**Prompt:** This exercise calls for a copy of every line in the listing below that carries the word "overcast".

**Recorded information:**

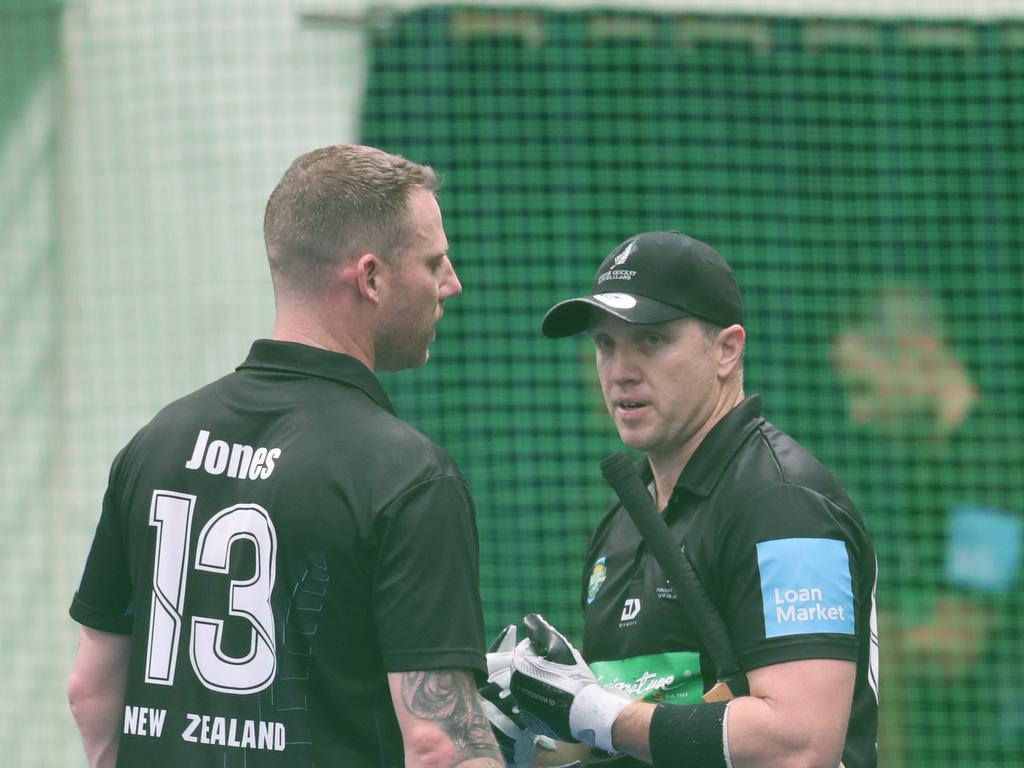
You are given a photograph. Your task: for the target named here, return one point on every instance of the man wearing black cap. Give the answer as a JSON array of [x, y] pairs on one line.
[[779, 548]]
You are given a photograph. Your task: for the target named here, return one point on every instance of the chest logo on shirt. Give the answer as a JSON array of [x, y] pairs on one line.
[[597, 577], [805, 587], [631, 608]]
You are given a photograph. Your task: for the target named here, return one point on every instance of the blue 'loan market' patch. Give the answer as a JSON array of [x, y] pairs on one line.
[[805, 587]]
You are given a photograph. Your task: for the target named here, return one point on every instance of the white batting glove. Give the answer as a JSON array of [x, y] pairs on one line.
[[557, 693]]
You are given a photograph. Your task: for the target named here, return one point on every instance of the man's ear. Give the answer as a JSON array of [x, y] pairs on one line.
[[731, 341], [368, 275]]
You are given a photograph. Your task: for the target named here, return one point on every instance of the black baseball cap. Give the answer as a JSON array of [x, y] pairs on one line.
[[654, 278]]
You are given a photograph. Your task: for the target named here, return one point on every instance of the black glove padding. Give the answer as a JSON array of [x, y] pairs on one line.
[[506, 723]]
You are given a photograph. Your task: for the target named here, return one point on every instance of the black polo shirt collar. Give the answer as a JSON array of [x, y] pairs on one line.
[[268, 354], [705, 468]]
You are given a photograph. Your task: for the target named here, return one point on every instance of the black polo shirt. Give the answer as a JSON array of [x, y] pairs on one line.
[[274, 544], [783, 555]]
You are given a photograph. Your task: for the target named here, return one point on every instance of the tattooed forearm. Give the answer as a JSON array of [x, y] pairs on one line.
[[449, 698]]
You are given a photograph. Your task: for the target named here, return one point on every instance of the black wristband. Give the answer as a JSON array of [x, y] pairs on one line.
[[688, 734]]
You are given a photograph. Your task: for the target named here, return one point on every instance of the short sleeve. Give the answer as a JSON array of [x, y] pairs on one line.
[[793, 568], [103, 600], [426, 582]]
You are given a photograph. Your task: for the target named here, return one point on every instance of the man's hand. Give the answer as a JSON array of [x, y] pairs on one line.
[[557, 693]]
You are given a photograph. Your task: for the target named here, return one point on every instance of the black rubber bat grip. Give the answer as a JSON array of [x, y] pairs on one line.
[[622, 475]]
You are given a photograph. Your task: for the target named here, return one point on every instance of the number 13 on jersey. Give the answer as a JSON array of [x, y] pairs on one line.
[[171, 514]]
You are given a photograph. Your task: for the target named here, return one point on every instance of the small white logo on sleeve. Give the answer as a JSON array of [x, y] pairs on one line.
[[806, 587], [630, 608]]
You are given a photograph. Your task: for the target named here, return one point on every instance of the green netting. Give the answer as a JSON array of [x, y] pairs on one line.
[[864, 178]]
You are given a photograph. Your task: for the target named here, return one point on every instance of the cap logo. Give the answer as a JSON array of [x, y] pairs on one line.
[[616, 300], [621, 258]]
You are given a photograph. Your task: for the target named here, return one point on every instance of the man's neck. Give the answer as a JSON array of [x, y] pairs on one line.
[[668, 468], [305, 327]]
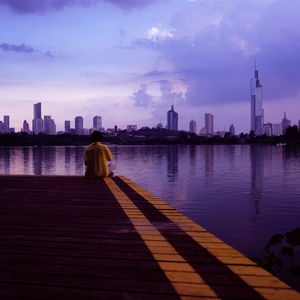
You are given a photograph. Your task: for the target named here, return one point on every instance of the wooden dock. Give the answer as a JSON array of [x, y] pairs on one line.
[[69, 237]]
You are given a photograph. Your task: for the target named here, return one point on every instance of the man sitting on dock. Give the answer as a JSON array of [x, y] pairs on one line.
[[95, 157]]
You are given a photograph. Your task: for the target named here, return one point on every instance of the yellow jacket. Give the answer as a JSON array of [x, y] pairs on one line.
[[95, 157]]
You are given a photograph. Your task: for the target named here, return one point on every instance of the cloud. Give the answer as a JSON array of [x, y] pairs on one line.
[[23, 48], [141, 98], [155, 34], [129, 4], [168, 97], [17, 48], [215, 58], [44, 6]]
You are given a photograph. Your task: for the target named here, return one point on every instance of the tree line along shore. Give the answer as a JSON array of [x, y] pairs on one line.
[[154, 136]]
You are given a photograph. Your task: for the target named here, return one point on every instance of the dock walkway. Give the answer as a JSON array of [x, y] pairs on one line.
[[69, 237]]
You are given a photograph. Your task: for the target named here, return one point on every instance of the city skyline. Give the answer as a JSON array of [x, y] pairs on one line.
[[135, 58]]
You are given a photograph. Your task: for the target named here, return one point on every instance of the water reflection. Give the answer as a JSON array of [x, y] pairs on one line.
[[193, 160], [79, 165], [67, 160], [172, 162], [25, 151], [257, 174], [7, 160], [49, 159], [208, 161]]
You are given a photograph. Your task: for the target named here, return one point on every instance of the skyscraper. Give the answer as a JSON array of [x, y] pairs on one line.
[[172, 119], [257, 112], [79, 125], [67, 126], [193, 126], [6, 124], [25, 126], [37, 110], [277, 129], [285, 123], [37, 122], [232, 129], [209, 123], [49, 125], [97, 123]]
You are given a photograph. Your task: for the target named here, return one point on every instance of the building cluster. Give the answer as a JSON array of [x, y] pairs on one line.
[[4, 126], [257, 117], [47, 125]]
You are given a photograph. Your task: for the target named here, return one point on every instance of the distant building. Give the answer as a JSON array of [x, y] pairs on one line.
[[193, 126], [257, 112], [6, 124], [97, 123], [268, 130], [232, 129], [220, 133], [37, 110], [172, 119], [79, 125], [25, 127], [49, 126], [202, 131], [67, 126], [277, 129], [131, 128], [1, 127], [285, 123], [86, 131], [209, 124], [37, 122]]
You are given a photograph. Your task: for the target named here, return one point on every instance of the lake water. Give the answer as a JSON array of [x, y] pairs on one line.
[[242, 194]]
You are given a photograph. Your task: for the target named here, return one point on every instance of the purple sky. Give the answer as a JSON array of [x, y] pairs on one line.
[[128, 61]]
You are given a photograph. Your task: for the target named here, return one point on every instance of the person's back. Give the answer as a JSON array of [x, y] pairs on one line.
[[95, 157]]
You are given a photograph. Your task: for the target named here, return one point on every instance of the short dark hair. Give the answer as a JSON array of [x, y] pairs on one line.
[[96, 136]]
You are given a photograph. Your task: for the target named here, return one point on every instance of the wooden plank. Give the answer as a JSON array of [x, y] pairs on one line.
[[69, 237]]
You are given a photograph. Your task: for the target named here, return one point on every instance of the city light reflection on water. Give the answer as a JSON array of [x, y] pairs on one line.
[[242, 194]]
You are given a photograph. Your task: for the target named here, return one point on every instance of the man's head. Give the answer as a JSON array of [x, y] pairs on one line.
[[96, 136]]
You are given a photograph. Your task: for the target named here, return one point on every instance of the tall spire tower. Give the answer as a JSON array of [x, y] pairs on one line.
[[257, 112]]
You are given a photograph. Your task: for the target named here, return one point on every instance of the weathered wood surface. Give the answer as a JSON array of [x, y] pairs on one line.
[[69, 237]]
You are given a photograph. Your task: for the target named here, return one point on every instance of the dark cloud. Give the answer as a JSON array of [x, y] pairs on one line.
[[168, 98], [17, 48], [216, 63], [141, 98], [43, 6]]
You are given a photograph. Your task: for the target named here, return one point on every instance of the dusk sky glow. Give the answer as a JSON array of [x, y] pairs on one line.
[[129, 60]]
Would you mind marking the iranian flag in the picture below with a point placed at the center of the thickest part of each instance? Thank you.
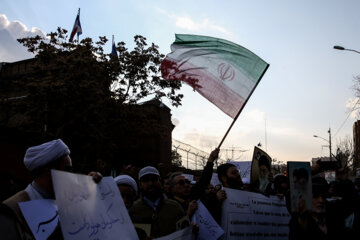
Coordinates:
(223, 72)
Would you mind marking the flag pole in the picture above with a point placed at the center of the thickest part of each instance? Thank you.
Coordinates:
(79, 20)
(242, 107)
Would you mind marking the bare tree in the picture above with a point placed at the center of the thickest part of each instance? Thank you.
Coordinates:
(345, 151)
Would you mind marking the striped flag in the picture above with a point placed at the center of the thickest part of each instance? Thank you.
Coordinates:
(77, 28)
(221, 71)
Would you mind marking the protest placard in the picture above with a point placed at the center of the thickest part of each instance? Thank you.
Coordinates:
(184, 234)
(189, 177)
(248, 215)
(244, 168)
(41, 216)
(208, 227)
(215, 180)
(91, 211)
(330, 176)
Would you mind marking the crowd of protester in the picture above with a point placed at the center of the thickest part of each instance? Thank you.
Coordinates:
(167, 203)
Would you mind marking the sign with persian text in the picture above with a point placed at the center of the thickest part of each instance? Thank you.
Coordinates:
(248, 215)
(90, 210)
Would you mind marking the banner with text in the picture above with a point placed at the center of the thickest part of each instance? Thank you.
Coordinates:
(91, 211)
(247, 215)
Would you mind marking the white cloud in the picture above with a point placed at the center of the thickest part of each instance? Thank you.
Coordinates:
(175, 121)
(188, 23)
(10, 31)
(352, 106)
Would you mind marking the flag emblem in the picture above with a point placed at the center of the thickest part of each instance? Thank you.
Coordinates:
(223, 72)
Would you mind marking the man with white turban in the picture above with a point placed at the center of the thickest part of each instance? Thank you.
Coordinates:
(39, 160)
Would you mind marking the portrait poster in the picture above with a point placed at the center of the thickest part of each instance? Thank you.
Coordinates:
(300, 184)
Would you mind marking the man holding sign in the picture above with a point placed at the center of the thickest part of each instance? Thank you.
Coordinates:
(39, 160)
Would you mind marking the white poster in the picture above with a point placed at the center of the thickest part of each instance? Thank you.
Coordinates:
(41, 216)
(247, 215)
(91, 211)
(215, 180)
(245, 170)
(208, 227)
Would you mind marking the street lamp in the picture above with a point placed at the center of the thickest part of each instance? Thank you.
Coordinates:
(346, 49)
(328, 141)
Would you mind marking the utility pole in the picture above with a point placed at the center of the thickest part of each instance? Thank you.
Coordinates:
(330, 143)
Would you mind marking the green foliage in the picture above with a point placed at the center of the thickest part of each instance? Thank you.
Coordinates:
(82, 94)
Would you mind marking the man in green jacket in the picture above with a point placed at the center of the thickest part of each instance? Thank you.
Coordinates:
(156, 215)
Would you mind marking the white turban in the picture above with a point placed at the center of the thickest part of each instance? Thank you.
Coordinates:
(127, 180)
(45, 153)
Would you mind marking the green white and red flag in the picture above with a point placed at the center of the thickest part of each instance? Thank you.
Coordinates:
(223, 72)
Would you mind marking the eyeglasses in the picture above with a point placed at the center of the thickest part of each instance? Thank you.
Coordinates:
(183, 182)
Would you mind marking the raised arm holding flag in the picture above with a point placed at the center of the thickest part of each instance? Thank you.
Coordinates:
(77, 28)
(221, 71)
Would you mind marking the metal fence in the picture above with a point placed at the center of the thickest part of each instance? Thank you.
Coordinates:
(195, 159)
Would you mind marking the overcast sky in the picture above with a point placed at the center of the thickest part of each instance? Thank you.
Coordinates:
(306, 90)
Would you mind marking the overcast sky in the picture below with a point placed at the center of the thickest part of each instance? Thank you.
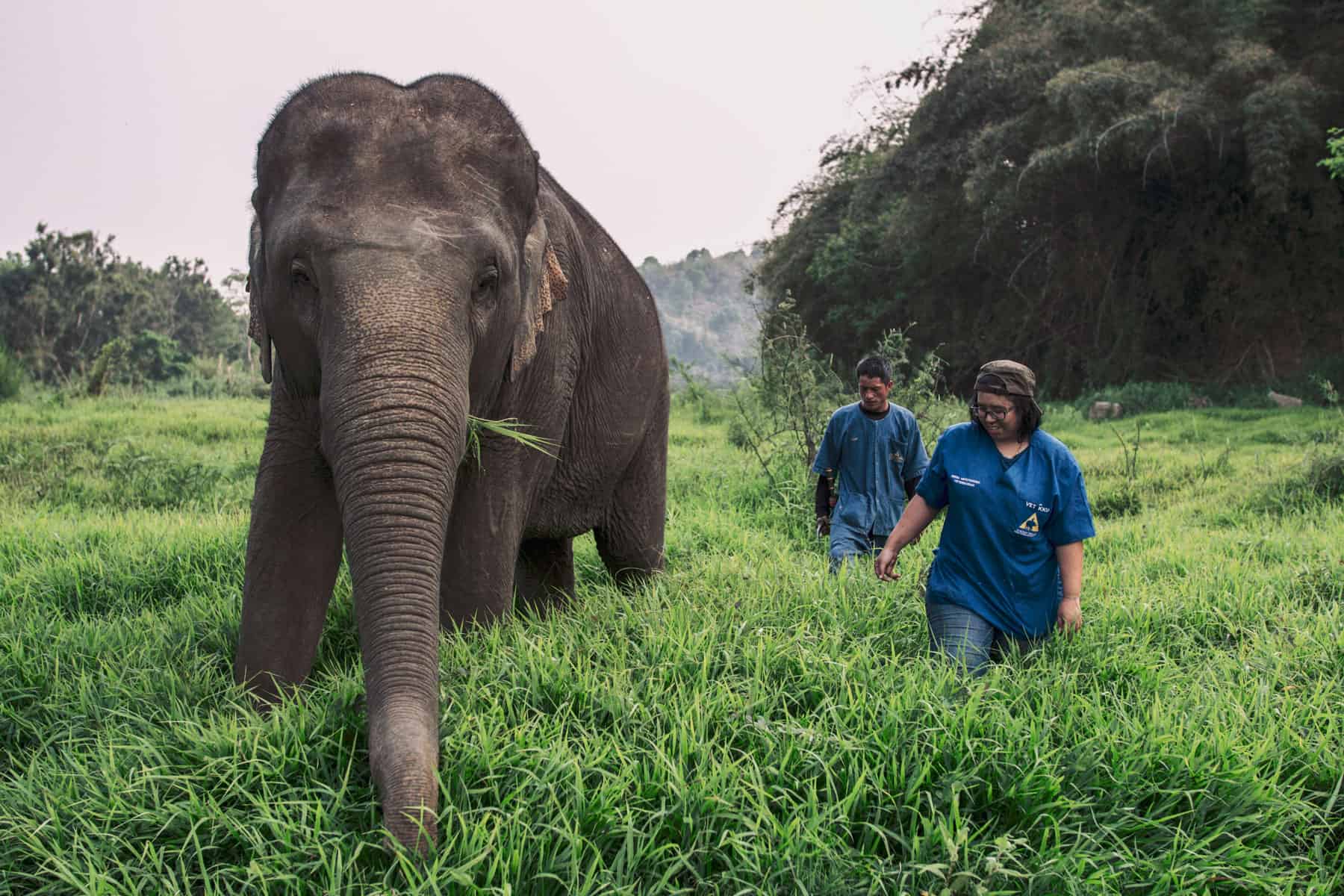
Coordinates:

**Output:**
Would you mind marking the overcast sky in the picture above with a point placed at the center of the thickest part of each instance? Thank you.
Would you mind marking the overcast sky in the picture below with a point placed at the center of the thickest part of each instance? Thank you.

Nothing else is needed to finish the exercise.